DATA LINES:
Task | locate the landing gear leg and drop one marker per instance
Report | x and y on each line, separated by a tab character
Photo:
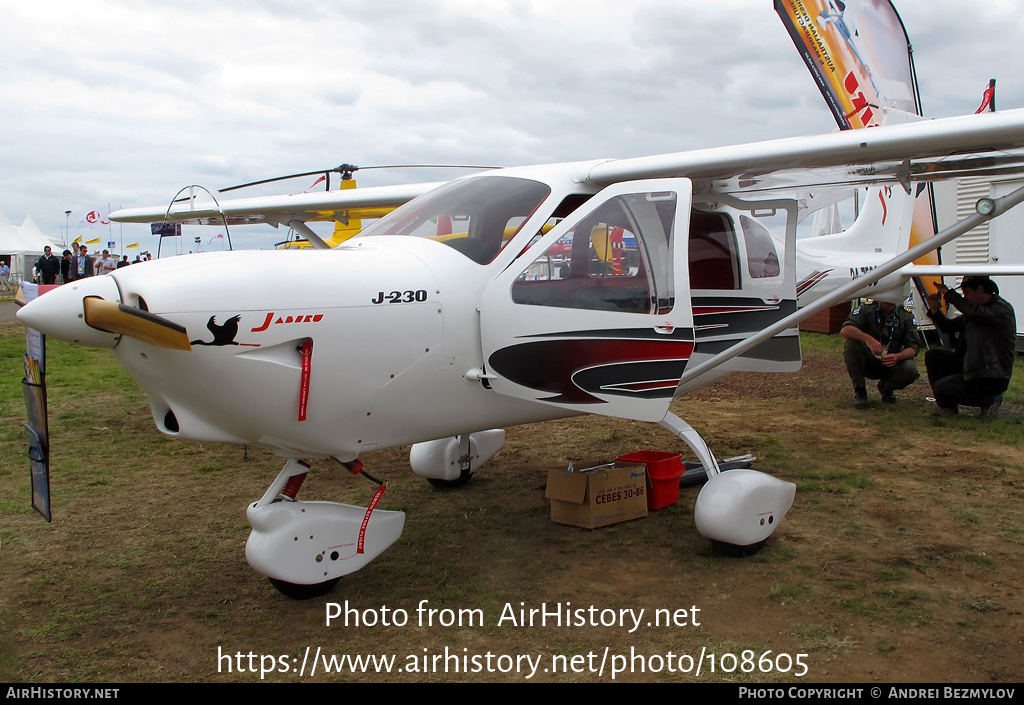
465	467
738	509
305	547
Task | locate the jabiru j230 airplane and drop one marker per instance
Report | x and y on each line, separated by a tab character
464	312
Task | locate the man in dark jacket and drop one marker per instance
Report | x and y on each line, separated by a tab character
978	372
82	265
48	266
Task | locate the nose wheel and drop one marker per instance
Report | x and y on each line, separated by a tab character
296	591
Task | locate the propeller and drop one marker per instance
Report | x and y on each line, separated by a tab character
135	323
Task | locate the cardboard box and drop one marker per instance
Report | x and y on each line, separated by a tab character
596	499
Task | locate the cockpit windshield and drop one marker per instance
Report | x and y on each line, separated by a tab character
476	216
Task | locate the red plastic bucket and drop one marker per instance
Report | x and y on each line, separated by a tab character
664	471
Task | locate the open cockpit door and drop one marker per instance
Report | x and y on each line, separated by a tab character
742	279
595	316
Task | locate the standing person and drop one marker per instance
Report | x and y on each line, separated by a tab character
107	263
48	266
66	264
978	372
82	265
882	341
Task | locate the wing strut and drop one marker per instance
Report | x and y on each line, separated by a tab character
313	239
985	210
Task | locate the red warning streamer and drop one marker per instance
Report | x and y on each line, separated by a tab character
307	356
366	517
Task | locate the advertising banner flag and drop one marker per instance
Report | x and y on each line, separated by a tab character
859	55
95	218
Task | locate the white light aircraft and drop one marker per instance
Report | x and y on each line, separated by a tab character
506	297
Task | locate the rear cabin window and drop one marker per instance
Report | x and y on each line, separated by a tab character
762	260
714	263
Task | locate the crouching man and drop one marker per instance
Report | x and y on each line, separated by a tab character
978	372
882	341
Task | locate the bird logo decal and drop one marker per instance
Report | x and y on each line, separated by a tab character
223	334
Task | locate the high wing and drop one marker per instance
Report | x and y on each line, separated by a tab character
331	205
926	150
897	153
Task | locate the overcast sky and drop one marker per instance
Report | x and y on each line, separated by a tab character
124	102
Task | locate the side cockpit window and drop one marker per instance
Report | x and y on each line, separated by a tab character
475	216
615	258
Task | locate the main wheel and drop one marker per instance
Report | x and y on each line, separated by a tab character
296	591
734	551
449	484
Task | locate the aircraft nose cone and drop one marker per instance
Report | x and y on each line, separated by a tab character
60	313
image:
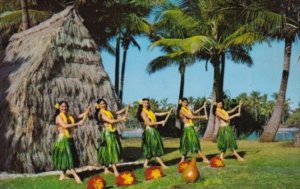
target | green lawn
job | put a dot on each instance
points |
(267, 165)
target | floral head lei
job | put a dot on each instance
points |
(180, 101)
(97, 106)
(57, 105)
(141, 102)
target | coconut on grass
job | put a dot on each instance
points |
(55, 60)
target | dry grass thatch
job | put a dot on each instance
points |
(54, 60)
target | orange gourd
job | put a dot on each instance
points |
(191, 172)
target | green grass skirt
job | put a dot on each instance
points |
(226, 139)
(189, 141)
(110, 149)
(64, 154)
(152, 144)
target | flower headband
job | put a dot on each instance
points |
(141, 102)
(97, 106)
(57, 105)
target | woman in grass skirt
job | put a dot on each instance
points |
(189, 140)
(110, 149)
(225, 138)
(64, 156)
(152, 144)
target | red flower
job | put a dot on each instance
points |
(216, 162)
(154, 172)
(182, 166)
(96, 182)
(125, 179)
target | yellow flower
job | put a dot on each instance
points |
(98, 184)
(128, 179)
(156, 174)
(57, 105)
(219, 163)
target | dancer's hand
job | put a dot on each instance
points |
(80, 123)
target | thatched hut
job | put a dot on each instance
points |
(52, 61)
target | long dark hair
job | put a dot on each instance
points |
(57, 111)
(140, 109)
(96, 114)
(215, 106)
(180, 105)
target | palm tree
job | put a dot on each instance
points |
(119, 20)
(290, 32)
(211, 37)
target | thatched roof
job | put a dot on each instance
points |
(52, 61)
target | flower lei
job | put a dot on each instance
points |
(108, 114)
(187, 111)
(223, 112)
(150, 114)
(65, 119)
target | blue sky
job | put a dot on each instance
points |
(264, 76)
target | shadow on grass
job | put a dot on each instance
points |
(231, 156)
(135, 153)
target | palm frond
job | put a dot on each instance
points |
(241, 54)
(163, 62)
(190, 45)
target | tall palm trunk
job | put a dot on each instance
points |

STATED TASK:
Everything from the line containing "target | palm tree" to the end of the records must be written out exactly; include both of those lines and no others.

REPLY TO THE EXERCISE:
target | palm tree
job | put a dot on each instance
points |
(119, 20)
(290, 32)
(211, 37)
target | thatched roof
job | put a dot on each instance
points |
(52, 61)
target | flower lei
job | put a dot on each instance
points |
(108, 114)
(187, 111)
(223, 112)
(150, 114)
(65, 119)
target | blue sky
job | put a dot on each instance
points |
(264, 76)
target | shadow on grass
job | put a dot on each instance
points |
(231, 156)
(135, 153)
target | palm frond
job | put a dot on each instance
points |
(241, 54)
(163, 62)
(190, 45)
target | tall palm trunk
job | put a dot on each instance
points |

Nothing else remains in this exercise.